> **Challenge**
Edit the material below by replacing every "highlight" with "outline" and leave everything else as it is.

++++++++++++++++++++

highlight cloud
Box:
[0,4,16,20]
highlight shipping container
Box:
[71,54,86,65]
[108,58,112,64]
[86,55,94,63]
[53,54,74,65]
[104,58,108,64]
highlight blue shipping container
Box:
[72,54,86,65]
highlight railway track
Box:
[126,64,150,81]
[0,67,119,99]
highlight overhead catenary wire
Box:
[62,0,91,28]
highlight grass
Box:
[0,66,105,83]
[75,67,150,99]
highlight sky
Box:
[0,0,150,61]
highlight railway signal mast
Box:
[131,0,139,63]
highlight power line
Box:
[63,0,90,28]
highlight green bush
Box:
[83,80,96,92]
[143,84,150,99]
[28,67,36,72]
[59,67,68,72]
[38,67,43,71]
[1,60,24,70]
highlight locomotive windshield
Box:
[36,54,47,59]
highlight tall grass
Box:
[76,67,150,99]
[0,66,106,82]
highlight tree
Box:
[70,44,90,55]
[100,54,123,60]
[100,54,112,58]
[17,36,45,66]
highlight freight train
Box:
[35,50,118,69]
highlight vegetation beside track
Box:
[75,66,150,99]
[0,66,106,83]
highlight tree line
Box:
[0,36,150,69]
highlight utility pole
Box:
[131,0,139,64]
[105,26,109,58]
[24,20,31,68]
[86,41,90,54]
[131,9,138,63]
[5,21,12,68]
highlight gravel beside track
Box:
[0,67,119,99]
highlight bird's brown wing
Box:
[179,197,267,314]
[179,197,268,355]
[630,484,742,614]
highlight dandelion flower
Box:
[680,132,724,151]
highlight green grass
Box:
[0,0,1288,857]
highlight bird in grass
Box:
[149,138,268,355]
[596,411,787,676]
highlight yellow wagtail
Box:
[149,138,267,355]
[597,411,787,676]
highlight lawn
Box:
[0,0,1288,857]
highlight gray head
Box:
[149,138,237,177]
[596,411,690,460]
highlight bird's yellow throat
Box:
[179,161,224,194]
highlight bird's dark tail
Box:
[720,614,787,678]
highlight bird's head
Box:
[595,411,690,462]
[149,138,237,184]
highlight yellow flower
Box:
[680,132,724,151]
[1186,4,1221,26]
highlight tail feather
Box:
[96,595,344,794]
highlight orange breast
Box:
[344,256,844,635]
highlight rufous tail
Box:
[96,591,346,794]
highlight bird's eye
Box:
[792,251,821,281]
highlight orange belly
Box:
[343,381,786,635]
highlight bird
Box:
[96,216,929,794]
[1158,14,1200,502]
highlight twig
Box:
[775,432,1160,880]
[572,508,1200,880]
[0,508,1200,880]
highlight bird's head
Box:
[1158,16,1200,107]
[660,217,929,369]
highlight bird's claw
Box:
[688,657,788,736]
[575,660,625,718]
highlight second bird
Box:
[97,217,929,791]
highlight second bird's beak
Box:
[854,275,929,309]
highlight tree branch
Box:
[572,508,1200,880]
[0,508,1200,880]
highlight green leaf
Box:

++++++++++++++++++++

> **Task solution**
outline cloud
Box:
[0,4,16,20]
outline shipping container
Box:
[71,54,86,65]
[108,58,112,64]
[86,55,94,63]
[53,54,74,65]
[104,58,108,64]
outline blue shipping container
Box:
[72,54,86,65]
outline railway track
Box:
[126,64,150,81]
[0,67,119,99]
outline overhead catenary wire
Box:
[62,0,91,28]
outline grass
Box:
[0,66,105,83]
[75,67,150,99]
outline sky
Box:
[0,0,150,61]
outline railway signal mast
Box:
[131,0,139,63]
outline power line
Box:
[63,0,90,28]
outline green bush
Box:
[83,80,96,92]
[143,84,150,99]
[28,67,36,72]
[59,67,68,72]
[38,67,43,71]
[1,60,24,70]
outline locomotive windshield
Box:
[36,54,47,59]
outline tall grass
Box:
[76,67,150,99]
[0,66,106,82]
outline tree
Box:
[70,44,90,55]
[100,54,123,60]
[100,54,112,58]
[17,36,45,66]
outline freight train
Box:
[35,50,118,69]
outline vegetation beside track
Box:
[75,66,150,99]
[0,66,106,83]
outline tree line
Box:
[0,36,150,69]
outline utility pole
Box:
[131,0,139,64]
[105,26,109,58]
[24,20,31,68]
[86,41,90,54]
[131,9,138,63]
[5,21,12,68]
outline gravel beside track
Box:
[0,67,119,99]
outline bird's brown wing
Box:
[179,197,267,314]
[179,197,268,355]
[630,484,742,614]
outline dandelion flower
Box:
[680,132,724,151]
outline green grass
Box:
[0,0,1288,857]
outline bird in grass
Box:
[149,138,268,355]
[596,411,787,676]
outline yellow wagtail
Box:
[149,138,267,355]
[597,411,787,676]
outline lawn
Box:
[0,0,1288,857]
outline gray head
Box:
[149,138,237,177]
[596,411,690,460]
outline bird's yellow throat
Box:
[179,161,224,194]
outline bird's dark tail
Box:
[720,614,787,678]
outline bird's head
Box:
[595,411,690,462]
[149,138,237,184]
outline yellow flower
Box:
[680,132,724,151]
[1186,4,1221,26]
outline tail feather
Box:
[96,595,344,794]
outline orange breast
Box:
[344,256,844,635]
outline rufous tail
Box:
[96,591,346,794]
outline bird's eye
Box:
[792,251,821,281]
outline orange belly
Box:
[343,381,786,635]
outline bird
Box:
[96,216,929,794]
[1158,14,1200,502]
outline twig
Box:
[775,432,1160,880]
[572,508,1200,880]
[0,508,1200,880]
outline bird's head
Box:
[1158,16,1200,107]
[660,217,929,369]
outline bird's claw
Box:
[688,657,788,736]
[575,660,625,718]
outline second bird
Box:
[97,217,929,791]
outline second bird's beak
Box:
[854,275,929,309]
outline tree branch
Box:
[572,508,1200,880]
[0,508,1200,880]
outline green leaf
Box:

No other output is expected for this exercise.